*Task prompt*:
Answer these questions from the page on online translation and copyright:
(a) Which Japanese law blog was contacted for Part II?
(b) Whose hiatus was given headline treatment on an overseas site?
(c) Which site is named as translating and posting with the consent of the copyright holders?

Online Translation - Dealing with Copyright and Plagiarism Issues Part II - A Legal View
In Part I, we introduce you to the basic concept of copyright infringement and plagiarism, and how they apply to translating contents on the internet. For Part II, we contacted Ronnor from the Japanese law blog called Ahowota Law Student News. Ronnar has expressed his own view on the matter, below is a translation of Ronnor's article (translated with Ronnor's approval, of course!):
Unauthorized Translation and Copyright Law
1. Background information on the problem
Like the Japanese - no, even more than the Japanese - overseas otaku want to know the latest information about Japan's anime and manga. As a comparatively recent example, the problem of Rozen Maiden's hiatus was given headline treatment on an overseas site (*1). However, unless the work is in the The Melancholy of Haruhi Suzumiya (*2) class, with plans for world-wide development, the original publishers hardly ever give English press releases. Information is transmitted only in Japanese, a minority language in the global scheme.
This is rather troublesome for foreign otaku who want the latest news from Japan. For this reason, it often happens that information from Japanese sites is translated, then posted on foreign sites.
For a certain section of sites, such as COMIPress (at least recently), the translation and subsequent posting is carried out with the consent of the copyright holders from the original Japanese site. In these cases, there is no problem whatsoever.

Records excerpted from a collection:
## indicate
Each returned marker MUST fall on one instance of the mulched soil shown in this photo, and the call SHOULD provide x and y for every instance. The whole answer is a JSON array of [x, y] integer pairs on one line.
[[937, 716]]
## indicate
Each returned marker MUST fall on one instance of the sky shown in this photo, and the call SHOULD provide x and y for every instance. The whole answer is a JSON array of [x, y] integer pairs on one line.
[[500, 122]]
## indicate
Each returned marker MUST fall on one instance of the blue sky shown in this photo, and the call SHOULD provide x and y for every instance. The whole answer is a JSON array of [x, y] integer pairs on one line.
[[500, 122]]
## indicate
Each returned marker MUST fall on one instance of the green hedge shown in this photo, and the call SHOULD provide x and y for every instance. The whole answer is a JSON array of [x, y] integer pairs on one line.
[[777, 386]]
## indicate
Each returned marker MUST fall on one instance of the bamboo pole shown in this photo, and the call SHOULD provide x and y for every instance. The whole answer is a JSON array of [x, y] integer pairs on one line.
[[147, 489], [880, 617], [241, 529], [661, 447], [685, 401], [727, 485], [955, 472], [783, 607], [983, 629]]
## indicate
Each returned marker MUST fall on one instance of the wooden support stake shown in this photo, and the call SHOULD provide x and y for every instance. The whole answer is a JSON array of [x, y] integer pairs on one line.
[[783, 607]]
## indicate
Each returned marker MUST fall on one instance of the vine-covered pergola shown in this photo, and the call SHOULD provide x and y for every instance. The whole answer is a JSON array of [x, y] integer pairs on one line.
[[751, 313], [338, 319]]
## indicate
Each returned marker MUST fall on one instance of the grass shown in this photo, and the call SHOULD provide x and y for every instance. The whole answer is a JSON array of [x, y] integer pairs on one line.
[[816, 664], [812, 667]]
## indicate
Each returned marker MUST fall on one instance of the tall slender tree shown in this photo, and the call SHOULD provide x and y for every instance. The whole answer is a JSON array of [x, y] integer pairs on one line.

*Result of this exercise*:
(a) Ahowota Law Student News
(b) Rozen Maiden's
(c) COMIPress